>>

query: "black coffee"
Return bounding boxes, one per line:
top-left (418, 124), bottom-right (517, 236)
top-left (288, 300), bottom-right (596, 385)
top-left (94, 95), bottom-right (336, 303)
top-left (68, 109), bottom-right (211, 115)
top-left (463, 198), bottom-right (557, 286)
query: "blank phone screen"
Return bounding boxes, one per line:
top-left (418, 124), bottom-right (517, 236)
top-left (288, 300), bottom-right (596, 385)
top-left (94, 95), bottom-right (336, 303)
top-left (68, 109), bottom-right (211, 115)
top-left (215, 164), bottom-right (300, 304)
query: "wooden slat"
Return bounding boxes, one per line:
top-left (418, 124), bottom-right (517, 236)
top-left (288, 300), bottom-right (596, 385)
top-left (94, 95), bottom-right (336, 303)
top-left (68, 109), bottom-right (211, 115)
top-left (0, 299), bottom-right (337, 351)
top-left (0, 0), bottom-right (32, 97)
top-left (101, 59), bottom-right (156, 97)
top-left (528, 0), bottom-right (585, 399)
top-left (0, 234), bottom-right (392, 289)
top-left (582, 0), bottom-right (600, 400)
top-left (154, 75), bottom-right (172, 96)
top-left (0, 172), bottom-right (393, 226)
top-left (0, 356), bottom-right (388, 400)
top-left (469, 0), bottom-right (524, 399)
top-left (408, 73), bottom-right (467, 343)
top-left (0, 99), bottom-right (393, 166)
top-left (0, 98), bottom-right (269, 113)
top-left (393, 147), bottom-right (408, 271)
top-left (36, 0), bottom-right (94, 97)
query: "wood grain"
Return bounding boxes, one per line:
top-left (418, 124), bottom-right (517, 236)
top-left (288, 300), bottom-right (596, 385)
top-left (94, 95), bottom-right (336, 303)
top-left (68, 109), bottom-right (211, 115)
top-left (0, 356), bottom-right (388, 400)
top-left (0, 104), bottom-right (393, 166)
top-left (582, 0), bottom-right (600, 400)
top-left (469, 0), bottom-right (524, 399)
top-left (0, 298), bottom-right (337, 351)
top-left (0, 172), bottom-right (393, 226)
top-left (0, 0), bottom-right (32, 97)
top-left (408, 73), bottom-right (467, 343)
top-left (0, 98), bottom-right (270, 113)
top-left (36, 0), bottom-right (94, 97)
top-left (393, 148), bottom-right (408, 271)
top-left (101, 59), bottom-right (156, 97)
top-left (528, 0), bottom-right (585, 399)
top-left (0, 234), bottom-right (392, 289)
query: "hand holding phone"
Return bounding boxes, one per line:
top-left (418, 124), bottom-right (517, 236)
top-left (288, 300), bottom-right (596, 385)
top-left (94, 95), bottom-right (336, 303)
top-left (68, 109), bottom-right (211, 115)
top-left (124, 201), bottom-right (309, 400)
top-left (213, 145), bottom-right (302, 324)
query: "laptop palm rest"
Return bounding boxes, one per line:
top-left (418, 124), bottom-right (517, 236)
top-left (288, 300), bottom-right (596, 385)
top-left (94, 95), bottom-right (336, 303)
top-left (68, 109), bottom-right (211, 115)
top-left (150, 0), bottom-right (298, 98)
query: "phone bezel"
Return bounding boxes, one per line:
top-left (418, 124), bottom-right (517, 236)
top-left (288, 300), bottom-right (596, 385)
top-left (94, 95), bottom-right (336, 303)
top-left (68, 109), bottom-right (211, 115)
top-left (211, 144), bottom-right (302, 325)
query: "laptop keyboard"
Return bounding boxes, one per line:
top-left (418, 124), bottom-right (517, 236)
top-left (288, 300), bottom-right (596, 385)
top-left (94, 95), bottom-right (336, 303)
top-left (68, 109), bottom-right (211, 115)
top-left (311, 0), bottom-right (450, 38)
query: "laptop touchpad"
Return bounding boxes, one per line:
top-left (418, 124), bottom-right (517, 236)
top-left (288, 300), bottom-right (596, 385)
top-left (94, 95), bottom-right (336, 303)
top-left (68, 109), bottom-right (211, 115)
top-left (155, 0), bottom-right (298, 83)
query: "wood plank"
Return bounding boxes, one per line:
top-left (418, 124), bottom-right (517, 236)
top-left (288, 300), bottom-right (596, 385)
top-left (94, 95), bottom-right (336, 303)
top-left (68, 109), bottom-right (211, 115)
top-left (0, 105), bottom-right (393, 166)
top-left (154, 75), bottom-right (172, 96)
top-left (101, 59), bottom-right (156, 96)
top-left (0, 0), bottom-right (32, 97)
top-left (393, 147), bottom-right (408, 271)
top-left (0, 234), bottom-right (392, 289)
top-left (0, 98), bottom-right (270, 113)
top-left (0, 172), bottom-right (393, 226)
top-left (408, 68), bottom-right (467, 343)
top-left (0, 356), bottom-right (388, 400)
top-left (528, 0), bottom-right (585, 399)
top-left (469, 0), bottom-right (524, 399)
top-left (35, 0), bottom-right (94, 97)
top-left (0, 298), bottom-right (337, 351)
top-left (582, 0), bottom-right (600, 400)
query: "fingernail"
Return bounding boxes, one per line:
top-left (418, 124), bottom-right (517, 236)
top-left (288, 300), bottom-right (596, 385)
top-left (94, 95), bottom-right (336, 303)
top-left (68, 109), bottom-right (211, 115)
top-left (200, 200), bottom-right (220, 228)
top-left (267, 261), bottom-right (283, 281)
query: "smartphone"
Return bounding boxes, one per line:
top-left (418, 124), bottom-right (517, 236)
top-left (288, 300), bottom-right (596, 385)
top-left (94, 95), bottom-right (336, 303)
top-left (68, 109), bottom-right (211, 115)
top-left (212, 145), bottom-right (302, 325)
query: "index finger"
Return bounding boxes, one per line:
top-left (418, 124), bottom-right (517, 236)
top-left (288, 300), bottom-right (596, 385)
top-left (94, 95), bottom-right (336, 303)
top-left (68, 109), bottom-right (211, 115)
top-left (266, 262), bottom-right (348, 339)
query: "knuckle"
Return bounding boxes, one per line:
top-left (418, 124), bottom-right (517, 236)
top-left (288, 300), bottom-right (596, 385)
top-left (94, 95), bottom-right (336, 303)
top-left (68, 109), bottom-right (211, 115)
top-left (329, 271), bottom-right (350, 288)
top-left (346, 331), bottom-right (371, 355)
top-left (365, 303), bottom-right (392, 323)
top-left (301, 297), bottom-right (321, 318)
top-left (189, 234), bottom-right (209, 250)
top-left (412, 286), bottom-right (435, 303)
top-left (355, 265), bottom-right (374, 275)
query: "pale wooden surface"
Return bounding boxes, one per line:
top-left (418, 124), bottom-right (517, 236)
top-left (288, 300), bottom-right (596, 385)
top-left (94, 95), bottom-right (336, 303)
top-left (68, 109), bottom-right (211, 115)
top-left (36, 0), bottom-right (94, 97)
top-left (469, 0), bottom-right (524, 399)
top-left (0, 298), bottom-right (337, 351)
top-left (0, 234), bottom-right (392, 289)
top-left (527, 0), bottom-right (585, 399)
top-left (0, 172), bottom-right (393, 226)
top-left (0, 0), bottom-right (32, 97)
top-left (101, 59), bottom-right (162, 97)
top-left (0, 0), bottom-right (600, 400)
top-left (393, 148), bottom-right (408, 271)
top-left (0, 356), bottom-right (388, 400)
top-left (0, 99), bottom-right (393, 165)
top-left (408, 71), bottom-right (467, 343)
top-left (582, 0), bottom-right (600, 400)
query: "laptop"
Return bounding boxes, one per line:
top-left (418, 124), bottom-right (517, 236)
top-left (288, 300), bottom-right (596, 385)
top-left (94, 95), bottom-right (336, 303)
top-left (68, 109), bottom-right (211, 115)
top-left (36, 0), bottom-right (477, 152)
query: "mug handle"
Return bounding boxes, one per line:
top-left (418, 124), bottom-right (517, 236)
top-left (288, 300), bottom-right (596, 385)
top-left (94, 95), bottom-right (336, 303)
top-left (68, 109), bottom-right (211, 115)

<<

§ EXERCISE DETAILS:
Could you write out again every line from the very first one through the line containing "top-left (463, 198), bottom-right (557, 286)", both included, requests and all? Multiply only the answer coordinates by 1.8, round each result to a whole number with halves going up, and leave everything else unchanged.

§ THE ANSWER:
query: "black coffee"
Return bounding boxes, one per line:
top-left (418, 124), bottom-right (517, 236)
top-left (288, 300), bottom-right (596, 385)
top-left (94, 95), bottom-right (336, 303)
top-left (68, 109), bottom-right (211, 115)
top-left (833, 356), bottom-right (1003, 515)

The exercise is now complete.